ФРАГМЕНТ ТЕКСТА ::
..........

Публикация в журнале Топос 1 октября 2024 г
Как-то я читала стихи Северянина и натолкнулась на строчки:
Вы посмотрите-ка, вы поглядите-ка,
какая подлая в России критика.
Прошло более полувека, но такие стихи, наверное, могли бы появиться и сейчас. И даже с большим на то основанием.
Принято считать, что сейчас – гласность, свобода слова, плюрализм (уже подзабытое выражение), и можно писать, что тебе вздумается. Как бы не так.
Просто идеологическая цензура сменилась экономической. Кто платит – тот заказывает музыку. И журналист должен подделываться под вкусы того, от кого он материально зависит. Если раньше Галич писал: «Мы мыслим, как наше родное ЦК и лично – вы знаете кто», то теперь журналисты «мыслят» головой своего работодателя. Хотя и стараются при этом делать вид, что это не так.
Не верите? Попробуйте опубликуйте что-нибудь в органе, который не разделяет ваших политических или эстетических взглядов. Вам, может быть, и не скажут, как мне когда-то Бирюлин: «мы так не думаем», но результат будет тот же самый.
Любопытно бывает проследить, как установки наших критиков меняются в зависимости от заказчиков.

..........

ЧТО НУЖНО СДЕЛАТЬ ::
Ответьте на вопросы по фрагменту текста.
1. Чьи стихи содержат строчки «какая подлая в России критика»?
2. Какая цензура, согласно фрагменту текста, сменила идеологическую?
3. Кому во фрагменте текста приписаны слова «мы так не думаем»?

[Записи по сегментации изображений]

..........

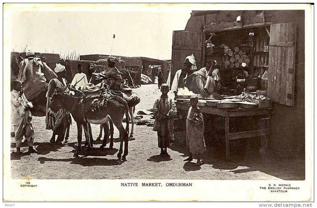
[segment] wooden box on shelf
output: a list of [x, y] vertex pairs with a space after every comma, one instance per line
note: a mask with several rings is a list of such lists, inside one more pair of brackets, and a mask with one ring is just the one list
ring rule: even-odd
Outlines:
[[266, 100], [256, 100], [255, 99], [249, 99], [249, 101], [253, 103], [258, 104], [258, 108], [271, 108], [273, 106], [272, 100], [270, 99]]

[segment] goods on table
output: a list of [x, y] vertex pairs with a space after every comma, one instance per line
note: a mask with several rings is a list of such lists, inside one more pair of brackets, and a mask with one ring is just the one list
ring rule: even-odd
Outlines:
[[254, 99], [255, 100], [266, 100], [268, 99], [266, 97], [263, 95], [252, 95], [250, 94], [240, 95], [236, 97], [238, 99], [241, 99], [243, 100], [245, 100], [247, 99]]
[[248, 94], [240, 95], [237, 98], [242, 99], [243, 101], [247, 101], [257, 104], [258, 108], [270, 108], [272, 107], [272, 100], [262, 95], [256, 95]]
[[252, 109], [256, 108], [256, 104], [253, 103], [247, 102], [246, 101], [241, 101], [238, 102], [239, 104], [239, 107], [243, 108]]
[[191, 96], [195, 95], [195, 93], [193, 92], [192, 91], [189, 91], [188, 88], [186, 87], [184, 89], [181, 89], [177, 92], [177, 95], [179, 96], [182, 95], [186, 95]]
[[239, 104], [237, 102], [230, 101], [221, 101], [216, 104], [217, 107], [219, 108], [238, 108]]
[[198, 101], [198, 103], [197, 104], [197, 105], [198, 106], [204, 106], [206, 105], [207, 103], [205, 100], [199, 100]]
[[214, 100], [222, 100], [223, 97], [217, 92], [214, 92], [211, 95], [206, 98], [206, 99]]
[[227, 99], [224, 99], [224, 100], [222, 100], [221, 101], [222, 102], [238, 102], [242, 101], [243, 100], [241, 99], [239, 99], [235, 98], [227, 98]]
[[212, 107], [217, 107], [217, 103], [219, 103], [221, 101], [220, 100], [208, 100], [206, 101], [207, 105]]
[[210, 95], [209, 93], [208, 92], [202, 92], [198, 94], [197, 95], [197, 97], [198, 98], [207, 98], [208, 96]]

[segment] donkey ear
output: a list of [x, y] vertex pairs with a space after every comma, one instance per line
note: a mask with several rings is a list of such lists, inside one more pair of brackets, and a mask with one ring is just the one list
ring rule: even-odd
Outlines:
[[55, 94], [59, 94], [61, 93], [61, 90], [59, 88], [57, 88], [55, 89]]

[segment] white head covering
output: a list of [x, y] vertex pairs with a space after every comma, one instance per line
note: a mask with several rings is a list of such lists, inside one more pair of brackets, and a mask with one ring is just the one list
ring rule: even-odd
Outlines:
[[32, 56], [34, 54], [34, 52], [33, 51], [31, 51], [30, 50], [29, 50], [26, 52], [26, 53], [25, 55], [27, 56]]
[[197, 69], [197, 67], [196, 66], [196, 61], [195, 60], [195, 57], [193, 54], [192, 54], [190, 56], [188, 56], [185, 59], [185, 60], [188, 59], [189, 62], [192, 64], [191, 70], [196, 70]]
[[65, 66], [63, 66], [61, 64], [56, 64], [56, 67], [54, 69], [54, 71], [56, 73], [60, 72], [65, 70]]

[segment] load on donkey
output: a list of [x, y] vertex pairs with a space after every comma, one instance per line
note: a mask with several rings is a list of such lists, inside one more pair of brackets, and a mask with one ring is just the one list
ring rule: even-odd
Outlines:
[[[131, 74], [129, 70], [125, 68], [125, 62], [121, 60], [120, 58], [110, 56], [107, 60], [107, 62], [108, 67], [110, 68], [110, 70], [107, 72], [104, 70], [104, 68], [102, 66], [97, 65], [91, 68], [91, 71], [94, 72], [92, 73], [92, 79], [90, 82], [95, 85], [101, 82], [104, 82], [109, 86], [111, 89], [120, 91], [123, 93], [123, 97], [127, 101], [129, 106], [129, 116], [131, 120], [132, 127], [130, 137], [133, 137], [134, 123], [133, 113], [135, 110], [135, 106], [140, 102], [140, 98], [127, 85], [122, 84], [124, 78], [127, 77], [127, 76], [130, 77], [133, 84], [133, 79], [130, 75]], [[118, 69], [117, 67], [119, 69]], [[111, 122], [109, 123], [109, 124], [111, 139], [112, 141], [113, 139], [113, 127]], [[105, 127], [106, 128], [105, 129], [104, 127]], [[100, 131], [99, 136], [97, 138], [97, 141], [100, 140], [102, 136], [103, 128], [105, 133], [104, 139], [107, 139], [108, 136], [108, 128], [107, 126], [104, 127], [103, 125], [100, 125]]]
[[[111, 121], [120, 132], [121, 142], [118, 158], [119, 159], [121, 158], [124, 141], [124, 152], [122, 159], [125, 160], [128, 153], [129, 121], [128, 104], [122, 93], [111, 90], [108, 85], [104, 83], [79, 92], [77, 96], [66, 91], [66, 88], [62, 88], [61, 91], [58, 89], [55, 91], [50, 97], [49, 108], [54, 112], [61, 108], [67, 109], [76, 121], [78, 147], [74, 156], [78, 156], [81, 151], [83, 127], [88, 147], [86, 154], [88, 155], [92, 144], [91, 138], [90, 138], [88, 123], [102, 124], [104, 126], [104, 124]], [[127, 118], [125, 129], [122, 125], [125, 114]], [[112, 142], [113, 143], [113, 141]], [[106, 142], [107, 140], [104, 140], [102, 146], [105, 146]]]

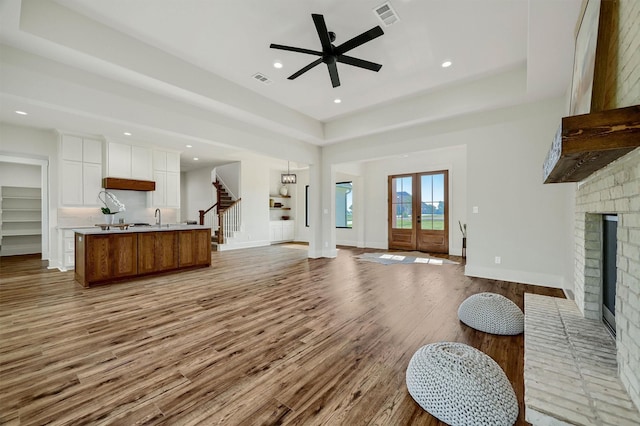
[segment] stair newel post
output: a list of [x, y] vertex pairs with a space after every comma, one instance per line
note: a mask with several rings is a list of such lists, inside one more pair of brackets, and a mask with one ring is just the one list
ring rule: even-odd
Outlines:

..........

ОТВЕТ ::
1. Северянина.
2. Экономическая.
3. Бирюлину.